§ **Исходный текст**
>>>>>
Вот дочери привольных садов Малороссии: одна — это ясно! — ничего не видала дальше огорода; она, кажется, глазами ищет огорода в классной комнате; ей душно, перо не хочет выводить французских каракуль; лучше бы полазить по лавкам, как, бывало, по деревьям за грушами... Другая — из тихого Конотопа; она — глупенькое, но добросердечное дитя; она будет осклабляться, когда мы, злые, подскажем ей в классе вздор; она будет нашей маленькою шутихой, и мы будем ее любить.
Вот какая-то грузинская княжна: крошечная, черненькая, коротко остриженная, волосы торчком стоят на маковке; она ничего не смыслит.
Но эта девочка откуда? Неужели тоже из «сливок» общества? Нет, невозможно — это из какой-то такой глуши, где живут первобытные люди, где плохо учит сама мать-природа. У нее привычки великороссийских дикарей... Институт может прийти в ужас. Но зачем отчаиваться? Все пройдет, и даже лоск наведется. Вот ее слушают две-три бойкие девочки и смеются. Эти смотрят так независимо, так свободно, что на их упрямые натуры потратится много труда...
<<<<<
§ **Задание 1**
Извлеките из списка все строки, в которых встречается слово «bottle», с учетом регистра букв.
Отрывок о воспитанницах института и список никак не связаны друг с другом.

§ **Список**
>>>>>
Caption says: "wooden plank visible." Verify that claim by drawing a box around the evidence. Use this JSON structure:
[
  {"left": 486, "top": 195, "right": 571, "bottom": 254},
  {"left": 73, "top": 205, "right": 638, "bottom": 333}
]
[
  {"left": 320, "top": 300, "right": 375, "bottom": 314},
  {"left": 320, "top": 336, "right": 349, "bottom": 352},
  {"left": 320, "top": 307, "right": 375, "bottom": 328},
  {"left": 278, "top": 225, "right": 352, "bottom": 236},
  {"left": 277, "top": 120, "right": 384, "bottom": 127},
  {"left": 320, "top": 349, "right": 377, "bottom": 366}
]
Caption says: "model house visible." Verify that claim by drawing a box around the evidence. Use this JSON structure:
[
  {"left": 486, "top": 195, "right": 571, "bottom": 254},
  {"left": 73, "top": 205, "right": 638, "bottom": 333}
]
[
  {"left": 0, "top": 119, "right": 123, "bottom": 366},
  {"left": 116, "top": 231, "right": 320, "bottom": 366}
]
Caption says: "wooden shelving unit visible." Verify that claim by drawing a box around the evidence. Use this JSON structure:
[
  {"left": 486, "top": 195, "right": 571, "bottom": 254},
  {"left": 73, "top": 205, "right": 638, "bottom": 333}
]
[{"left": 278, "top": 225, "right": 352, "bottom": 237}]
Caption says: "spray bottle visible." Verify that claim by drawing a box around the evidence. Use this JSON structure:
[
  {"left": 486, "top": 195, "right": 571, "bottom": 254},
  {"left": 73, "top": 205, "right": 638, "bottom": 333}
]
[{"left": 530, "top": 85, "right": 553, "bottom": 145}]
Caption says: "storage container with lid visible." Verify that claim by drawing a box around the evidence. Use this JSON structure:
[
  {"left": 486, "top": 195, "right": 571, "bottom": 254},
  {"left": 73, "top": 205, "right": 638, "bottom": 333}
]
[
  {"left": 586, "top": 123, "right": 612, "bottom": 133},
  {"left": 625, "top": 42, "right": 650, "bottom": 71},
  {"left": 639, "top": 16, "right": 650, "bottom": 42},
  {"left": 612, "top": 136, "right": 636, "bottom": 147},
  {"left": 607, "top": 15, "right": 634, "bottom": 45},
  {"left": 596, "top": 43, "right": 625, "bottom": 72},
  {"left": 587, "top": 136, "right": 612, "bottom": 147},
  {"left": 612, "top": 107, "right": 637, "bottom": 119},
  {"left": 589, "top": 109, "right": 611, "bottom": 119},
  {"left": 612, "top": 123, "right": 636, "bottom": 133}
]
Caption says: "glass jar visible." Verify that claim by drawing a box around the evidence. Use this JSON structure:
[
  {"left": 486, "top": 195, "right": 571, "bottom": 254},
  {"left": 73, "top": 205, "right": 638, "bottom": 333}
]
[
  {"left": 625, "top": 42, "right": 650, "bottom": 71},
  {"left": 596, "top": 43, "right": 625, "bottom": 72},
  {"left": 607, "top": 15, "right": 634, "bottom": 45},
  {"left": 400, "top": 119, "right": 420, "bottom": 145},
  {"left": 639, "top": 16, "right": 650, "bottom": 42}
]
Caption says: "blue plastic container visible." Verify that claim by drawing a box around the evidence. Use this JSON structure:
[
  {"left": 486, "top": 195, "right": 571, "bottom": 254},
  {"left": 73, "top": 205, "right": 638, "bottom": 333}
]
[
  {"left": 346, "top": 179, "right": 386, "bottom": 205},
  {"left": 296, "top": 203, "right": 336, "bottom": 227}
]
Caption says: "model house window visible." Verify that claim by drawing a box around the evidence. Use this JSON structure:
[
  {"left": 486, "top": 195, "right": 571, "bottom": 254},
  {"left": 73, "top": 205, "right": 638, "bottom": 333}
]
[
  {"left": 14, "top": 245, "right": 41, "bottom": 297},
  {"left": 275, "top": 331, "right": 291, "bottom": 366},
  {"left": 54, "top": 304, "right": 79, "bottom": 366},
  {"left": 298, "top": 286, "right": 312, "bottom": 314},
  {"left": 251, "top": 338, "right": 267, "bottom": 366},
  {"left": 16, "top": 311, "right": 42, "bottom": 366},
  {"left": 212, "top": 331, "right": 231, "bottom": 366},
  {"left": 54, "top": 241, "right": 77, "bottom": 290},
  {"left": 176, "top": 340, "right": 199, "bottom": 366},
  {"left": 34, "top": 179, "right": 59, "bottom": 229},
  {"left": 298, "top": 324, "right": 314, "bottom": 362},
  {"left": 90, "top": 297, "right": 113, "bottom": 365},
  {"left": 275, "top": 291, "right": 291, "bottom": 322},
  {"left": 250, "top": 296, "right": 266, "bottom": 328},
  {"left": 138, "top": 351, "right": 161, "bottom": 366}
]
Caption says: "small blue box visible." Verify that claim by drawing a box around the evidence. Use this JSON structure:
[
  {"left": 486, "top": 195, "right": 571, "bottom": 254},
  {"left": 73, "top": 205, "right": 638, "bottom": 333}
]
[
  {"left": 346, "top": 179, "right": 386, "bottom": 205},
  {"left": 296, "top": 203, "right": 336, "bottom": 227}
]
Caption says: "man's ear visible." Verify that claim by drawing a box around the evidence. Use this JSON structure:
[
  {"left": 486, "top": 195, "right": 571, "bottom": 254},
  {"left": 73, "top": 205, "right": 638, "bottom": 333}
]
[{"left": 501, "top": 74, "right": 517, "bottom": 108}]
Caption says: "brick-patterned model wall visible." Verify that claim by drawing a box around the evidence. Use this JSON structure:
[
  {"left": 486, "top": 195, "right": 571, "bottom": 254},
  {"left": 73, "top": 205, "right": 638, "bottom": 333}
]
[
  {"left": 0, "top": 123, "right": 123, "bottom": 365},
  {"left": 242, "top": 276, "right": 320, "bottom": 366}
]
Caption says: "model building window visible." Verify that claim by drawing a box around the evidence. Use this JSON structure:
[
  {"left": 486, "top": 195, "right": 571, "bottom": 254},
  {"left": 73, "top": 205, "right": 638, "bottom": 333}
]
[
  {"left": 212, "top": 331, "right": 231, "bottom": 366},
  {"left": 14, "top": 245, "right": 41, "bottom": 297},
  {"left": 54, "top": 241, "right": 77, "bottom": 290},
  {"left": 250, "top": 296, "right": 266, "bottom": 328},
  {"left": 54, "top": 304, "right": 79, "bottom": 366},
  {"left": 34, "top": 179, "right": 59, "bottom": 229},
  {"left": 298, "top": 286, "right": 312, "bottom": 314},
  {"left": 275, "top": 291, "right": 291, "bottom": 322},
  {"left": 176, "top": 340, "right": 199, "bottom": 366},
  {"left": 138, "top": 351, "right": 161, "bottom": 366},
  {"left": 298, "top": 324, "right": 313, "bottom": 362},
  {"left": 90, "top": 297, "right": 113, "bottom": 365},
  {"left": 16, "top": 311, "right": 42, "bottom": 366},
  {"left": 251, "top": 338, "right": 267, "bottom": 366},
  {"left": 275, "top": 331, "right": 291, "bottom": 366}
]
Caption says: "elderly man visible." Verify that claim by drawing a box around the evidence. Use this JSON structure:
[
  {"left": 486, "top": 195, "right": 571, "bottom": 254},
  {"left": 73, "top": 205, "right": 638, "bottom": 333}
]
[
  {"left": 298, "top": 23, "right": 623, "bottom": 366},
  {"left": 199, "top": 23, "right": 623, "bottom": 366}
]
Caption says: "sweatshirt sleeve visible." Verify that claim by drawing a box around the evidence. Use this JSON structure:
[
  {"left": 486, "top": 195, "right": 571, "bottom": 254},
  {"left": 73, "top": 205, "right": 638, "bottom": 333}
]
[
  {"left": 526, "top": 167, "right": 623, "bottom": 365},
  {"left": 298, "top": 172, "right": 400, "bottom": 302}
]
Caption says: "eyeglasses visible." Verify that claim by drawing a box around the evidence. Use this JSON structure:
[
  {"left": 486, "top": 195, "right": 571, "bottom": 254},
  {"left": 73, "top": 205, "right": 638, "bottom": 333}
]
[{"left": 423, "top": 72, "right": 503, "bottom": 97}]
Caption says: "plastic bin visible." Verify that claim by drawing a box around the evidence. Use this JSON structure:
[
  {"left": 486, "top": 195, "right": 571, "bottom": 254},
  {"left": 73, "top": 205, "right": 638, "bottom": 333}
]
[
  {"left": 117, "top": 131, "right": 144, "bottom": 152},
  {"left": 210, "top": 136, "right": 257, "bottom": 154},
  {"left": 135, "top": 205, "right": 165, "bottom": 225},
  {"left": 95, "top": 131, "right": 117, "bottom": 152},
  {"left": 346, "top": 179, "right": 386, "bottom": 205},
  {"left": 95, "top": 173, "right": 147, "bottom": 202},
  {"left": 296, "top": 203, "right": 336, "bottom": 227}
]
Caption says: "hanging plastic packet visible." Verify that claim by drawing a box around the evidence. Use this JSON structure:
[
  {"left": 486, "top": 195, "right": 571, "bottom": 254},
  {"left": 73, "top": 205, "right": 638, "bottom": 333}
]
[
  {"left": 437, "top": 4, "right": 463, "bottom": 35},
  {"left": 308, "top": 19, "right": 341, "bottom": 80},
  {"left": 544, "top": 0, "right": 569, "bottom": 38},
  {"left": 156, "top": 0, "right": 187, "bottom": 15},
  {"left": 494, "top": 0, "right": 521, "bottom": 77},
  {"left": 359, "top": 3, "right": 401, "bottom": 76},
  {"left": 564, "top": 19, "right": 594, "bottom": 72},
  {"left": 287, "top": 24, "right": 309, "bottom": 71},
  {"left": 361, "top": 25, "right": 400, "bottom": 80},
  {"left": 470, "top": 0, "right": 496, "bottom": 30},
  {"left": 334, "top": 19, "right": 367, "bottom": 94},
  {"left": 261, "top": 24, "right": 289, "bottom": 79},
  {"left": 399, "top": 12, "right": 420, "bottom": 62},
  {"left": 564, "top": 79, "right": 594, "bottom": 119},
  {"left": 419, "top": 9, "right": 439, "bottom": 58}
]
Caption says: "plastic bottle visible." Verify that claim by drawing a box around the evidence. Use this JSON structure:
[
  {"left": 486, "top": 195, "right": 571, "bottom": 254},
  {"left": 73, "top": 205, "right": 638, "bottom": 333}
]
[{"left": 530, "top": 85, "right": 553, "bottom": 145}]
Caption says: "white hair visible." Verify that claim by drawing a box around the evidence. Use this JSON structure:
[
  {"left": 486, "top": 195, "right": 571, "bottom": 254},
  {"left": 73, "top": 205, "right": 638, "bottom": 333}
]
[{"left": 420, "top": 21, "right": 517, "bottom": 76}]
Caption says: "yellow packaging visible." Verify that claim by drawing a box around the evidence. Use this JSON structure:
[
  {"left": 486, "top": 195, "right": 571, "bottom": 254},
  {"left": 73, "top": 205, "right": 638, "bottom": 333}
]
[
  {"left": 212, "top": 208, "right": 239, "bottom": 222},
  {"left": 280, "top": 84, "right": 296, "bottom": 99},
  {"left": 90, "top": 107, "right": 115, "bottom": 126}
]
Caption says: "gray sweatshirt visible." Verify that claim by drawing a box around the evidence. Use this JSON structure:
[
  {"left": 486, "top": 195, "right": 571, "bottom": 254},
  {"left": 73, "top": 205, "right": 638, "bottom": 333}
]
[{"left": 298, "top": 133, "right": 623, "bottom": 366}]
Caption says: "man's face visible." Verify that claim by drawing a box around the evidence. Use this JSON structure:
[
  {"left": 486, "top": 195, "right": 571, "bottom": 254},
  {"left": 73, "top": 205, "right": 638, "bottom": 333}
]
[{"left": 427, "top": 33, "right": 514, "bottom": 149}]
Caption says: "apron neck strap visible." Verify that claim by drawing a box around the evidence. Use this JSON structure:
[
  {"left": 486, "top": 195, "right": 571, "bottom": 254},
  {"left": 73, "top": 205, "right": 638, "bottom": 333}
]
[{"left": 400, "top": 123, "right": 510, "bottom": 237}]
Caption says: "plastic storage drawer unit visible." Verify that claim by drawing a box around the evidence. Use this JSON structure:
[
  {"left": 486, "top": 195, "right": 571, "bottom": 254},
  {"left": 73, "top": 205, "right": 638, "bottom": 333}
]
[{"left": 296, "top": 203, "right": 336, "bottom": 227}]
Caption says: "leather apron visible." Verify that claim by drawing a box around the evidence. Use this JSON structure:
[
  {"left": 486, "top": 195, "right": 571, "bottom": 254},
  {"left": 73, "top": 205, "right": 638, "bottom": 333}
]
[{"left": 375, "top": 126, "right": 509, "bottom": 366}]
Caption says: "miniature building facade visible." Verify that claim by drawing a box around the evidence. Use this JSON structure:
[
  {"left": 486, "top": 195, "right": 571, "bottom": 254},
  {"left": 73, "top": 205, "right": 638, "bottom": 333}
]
<<<<<
§ **Задание 2**
Выпишите дословно часть отрывка о воспитанницах института, которая начинается со слов «Но эта девочка» и заканчивается словами «потратится много труда...».

§ **Ответ 1**
Caption says: "spray bottle visible." Verify that claim by drawing a box around the evidence. Use this JSON structure:
Caption says: "plastic bottle visible." Verify that claim by drawing a box around the evidence. Use this JSON structure:

§ **Ответ 2**
Но эта девочка откуда? Неужели тоже из «сливок» общества? Нет, невозможно — это из какой-то такой глуши, где живут первобытные люди, где плохо учит сама мать-природа. У нее привычки великороссийских дикарей... Институт может прийти в ужас. Но зачем отчаиваться? Все пройдет, и даже лоск наведется. Вот ее слушают две-три бойкие девочки и смеются. Эти смотрят так независимо, так свободно, что на их упрямые натуры потратится много труда...